▶ **REQUIRED WORK**:
A: In the forum thread on learning computational biology, which two programming languages does the accepted answer say you absolutely need to know?
B: Continue the forum thread on learning computational biology from the point where it stops.

HACKER Q&A
📣 gavribirnbaum

Best way to learn computational biology/immunology?


I am biomedical scientist considering a switch to computational biology (specially computational immunology). I would love to get to a point that I can get a job in it in the next 6 months. Any tips will be much appreciated.


  👤 __keshav Accepted Answer ✓
Computational biology is a pretty broad term. Usually things that have to do with computers & biology are bioinformatics or computational biology. Briefly, for bioinformatics you’d need things like C++ under your belt and interest to come up with ways to make things work really fast and optimal on huge sequencing datasets.

Comp bio is a super fun field to be in. For me it's mostly using computers to do biology. But it’s a mixture of domain knowledge in bio, a good grasp of stats, and a whole lot of programming (usually not terribly difficult tasks, though).

Basic python and R are what you absolutely need to know (I started with intermediate python, no R). To do comp bio well, you need to learn computational statistics. I can’t stress enough how much knowing statistics matters in this case because there are so many assumptions that all sorts of libraries make about sequencing data and you need to decide for yourself how you’ll go about things and produce good science.

On a practical level for comp bio, I suggest: 1. Learning python & R 2. Basic knowledge 3. Knowing what your fave labs use for techniques (eg NGS? What kind of NGS?) and learning how it works, 4. Learning probability & statistics (lin alg always helps too) 5. If you got bored, learn clustering methods... Because, good god people in this field love seeing pretty tSNE figures and 98% of them have no idea how they just produced what they did but make biological assumptions based on it. You’ll probably have to learn them anyway


👤 emiller88
The resource I recommend to people looking to move from wet lab to dry lab stuff is https://www.biostarhandbook.com/. From your post history it looks like you already have some programming experience, so you could skip the first few chapters which are just a linux intro. I don't think it has all the best practices, but I think it's the most comprehensive overview that starts from square 1 and fills in all the gaps no one tells you when you first start, for example the "Common data types" chapter.

▶ **DATASET**:
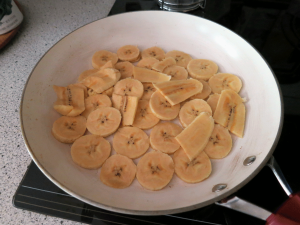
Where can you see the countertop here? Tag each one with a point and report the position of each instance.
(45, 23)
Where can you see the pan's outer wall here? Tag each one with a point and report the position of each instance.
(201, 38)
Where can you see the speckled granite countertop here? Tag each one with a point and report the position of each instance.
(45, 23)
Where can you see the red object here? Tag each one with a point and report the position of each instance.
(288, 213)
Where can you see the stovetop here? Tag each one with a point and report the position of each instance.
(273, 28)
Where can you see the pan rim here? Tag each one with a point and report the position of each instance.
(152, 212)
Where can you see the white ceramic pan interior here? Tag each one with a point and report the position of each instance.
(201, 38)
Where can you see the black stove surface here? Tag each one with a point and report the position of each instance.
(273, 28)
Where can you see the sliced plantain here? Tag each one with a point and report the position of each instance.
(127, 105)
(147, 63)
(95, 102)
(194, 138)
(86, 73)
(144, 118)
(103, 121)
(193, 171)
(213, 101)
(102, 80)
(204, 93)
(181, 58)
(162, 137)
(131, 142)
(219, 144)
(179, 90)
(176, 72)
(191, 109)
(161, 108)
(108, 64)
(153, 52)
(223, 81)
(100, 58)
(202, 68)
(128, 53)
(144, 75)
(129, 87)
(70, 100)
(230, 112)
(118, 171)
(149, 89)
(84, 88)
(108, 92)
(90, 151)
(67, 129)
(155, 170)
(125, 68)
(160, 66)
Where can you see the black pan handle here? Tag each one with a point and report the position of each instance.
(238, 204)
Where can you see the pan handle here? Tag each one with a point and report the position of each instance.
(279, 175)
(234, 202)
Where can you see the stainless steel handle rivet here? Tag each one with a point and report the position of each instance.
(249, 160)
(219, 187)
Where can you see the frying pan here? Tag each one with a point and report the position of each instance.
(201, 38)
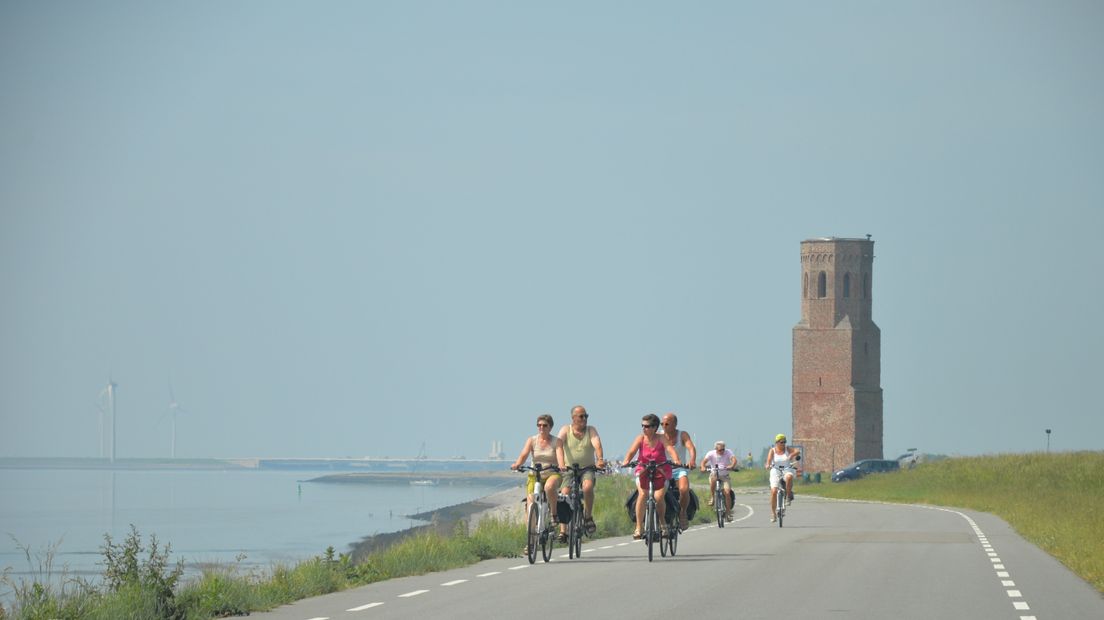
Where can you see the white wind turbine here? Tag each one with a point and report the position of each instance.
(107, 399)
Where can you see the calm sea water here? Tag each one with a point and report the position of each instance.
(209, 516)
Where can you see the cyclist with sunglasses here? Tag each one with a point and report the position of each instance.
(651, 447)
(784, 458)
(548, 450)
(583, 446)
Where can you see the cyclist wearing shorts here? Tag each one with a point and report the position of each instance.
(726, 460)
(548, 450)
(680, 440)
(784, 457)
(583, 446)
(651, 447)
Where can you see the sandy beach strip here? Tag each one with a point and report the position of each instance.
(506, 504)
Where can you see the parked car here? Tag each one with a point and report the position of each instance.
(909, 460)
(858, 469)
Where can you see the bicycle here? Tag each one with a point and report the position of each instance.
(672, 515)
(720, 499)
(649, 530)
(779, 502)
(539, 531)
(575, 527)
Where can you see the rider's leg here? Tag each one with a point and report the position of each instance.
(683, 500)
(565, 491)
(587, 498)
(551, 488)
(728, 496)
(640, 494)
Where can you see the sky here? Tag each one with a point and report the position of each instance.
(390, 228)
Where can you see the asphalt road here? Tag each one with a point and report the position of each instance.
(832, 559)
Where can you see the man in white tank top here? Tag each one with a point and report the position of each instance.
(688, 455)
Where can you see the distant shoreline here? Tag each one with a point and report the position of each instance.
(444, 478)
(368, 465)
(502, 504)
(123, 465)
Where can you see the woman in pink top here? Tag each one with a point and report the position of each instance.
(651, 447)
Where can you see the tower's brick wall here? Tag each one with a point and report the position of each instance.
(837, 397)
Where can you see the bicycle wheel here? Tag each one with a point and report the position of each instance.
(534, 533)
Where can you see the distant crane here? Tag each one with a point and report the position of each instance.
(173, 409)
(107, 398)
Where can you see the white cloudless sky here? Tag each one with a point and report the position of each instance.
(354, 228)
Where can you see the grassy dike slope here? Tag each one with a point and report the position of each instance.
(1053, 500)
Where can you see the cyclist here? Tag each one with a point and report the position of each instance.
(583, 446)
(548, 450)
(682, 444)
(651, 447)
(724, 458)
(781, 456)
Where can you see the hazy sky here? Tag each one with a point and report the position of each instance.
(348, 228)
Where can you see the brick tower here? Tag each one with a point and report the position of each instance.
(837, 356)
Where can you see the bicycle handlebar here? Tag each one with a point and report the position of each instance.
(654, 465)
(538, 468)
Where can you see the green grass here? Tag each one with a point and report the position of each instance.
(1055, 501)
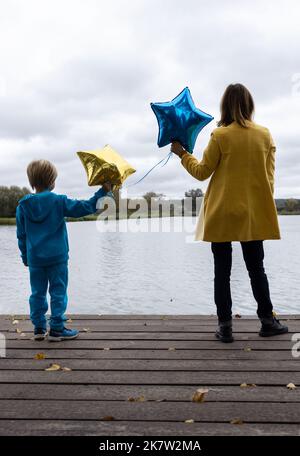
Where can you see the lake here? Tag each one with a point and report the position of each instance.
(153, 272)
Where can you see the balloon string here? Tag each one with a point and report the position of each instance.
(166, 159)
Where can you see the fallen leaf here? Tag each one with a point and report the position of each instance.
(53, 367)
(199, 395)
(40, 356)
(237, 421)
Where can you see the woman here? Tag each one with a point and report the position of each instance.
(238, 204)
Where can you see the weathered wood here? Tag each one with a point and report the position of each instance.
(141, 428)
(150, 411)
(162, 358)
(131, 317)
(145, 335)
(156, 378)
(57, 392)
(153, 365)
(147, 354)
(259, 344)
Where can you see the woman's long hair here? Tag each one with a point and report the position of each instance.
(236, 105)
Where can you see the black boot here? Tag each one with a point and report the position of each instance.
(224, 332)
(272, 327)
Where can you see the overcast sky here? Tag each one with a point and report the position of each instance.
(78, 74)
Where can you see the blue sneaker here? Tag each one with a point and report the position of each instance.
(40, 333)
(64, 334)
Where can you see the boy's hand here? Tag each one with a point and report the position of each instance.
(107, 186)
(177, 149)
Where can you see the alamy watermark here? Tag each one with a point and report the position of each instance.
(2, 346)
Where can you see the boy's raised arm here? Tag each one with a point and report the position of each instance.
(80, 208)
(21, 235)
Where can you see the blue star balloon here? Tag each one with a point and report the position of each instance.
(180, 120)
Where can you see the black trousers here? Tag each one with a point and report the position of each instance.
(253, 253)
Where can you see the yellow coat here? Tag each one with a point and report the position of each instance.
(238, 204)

* * *

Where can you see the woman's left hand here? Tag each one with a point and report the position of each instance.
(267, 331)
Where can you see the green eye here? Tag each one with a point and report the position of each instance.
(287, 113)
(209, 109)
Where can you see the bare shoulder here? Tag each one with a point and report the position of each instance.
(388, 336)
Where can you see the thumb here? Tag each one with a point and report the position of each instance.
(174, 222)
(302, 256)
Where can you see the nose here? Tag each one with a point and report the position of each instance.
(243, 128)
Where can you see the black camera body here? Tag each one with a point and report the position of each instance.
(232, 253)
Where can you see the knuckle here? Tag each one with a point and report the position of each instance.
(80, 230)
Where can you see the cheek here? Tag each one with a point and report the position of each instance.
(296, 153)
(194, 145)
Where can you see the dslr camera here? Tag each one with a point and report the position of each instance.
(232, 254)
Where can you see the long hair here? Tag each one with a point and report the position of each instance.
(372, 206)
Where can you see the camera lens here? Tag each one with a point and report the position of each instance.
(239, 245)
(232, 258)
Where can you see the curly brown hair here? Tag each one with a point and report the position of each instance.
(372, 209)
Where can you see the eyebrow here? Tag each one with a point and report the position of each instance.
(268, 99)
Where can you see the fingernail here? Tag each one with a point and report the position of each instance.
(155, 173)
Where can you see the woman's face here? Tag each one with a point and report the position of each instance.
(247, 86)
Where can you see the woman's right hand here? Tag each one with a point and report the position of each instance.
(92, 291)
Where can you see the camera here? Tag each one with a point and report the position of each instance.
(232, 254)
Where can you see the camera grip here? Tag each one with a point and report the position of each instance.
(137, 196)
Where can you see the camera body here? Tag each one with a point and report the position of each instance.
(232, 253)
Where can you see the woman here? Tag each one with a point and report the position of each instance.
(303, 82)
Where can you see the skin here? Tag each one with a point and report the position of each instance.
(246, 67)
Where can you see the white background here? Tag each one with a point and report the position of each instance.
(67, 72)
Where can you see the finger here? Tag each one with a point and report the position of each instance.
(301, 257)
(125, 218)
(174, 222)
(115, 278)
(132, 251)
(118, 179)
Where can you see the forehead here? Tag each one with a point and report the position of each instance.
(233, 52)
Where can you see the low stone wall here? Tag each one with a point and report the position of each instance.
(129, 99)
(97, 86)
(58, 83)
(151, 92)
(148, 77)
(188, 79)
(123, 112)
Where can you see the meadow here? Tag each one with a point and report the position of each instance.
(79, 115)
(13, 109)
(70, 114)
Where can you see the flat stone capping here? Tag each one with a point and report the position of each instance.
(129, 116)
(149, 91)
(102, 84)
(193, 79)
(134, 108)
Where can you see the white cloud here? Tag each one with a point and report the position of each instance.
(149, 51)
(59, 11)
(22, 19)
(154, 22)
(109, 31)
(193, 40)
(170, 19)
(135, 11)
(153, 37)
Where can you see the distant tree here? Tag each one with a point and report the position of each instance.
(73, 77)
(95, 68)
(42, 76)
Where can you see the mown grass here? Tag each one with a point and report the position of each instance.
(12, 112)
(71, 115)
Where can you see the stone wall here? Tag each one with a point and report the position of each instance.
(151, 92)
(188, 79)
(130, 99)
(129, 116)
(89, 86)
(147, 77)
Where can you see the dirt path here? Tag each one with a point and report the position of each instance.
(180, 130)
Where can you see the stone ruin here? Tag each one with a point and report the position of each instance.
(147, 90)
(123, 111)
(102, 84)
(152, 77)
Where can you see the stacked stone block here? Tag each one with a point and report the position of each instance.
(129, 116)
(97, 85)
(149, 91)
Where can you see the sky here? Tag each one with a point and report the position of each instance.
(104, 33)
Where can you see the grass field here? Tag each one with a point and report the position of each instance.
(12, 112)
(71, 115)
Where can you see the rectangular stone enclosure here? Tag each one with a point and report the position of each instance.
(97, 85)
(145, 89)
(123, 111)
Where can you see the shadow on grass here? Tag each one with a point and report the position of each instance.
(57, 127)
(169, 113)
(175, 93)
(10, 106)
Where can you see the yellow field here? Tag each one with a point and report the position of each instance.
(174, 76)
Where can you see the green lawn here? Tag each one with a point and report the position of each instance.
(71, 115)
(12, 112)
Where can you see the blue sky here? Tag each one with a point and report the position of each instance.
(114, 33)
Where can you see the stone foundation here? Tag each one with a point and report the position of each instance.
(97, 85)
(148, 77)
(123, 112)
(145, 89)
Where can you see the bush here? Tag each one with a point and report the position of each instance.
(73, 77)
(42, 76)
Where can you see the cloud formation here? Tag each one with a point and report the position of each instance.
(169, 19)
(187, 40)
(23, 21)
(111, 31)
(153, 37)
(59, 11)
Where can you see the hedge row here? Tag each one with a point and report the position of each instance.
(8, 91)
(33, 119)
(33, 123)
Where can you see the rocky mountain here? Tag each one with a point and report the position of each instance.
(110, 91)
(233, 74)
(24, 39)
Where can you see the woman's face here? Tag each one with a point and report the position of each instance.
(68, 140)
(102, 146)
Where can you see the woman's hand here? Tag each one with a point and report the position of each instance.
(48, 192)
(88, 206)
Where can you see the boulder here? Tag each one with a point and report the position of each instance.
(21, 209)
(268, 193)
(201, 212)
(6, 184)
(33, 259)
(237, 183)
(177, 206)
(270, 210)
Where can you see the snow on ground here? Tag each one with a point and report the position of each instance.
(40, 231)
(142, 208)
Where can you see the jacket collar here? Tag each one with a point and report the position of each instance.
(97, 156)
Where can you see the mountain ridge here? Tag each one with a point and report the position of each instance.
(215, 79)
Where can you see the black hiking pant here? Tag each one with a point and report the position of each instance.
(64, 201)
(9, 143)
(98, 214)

▶ **ANSWERS TO EACH TASK**:
A: Python and R, at a basic level.

B:
👤 pandatigox
I think one of the easiest ways to get into it is by knowing how to use a software called MaxQuant Perseus (https://maxquant.net/perseus/). It's like advanced Excel that was designed so scientists don't have to learn R but still get the job done. Good luck with your journey!

👤 anderspitman
I think the main question need to answer for yourself is whether you're more interested in biology or programming, ie do you want to use software tools to do biology (computational biology), or do you want to make the tools that others use (bioinformatics)?

If biology, you need to focus on bio, stats, Python, R, and a hundred other specialized tools for working with data.

If you're more interested in programming, you can get away with much less bio/stats knowledge, unless you're working on developing low-level algorithms. A lot of the work has more to do with efficiently storing, moving, and visualizing large datasets. Bonus here is that much of this knowledge is transferable to other (much higher paying) domains if you get burned out or want to sell out.

My current job could be described as bio-aware web development, with an emphasis in data visualization. I need to know a decent amount of biology, but I can almost always defer stats to others in the lab with more expertise.


👤 f6v
Knowing how to do programming is a must: Python, R(both are quite popular). Being hands-on with Linux helps as well, as many real-world datasets won’t fit your laptop, so you’ve got to use high-performance computing infrastructure. But it’s mostly about being able to make inferences from data. You need a solid stats background for that.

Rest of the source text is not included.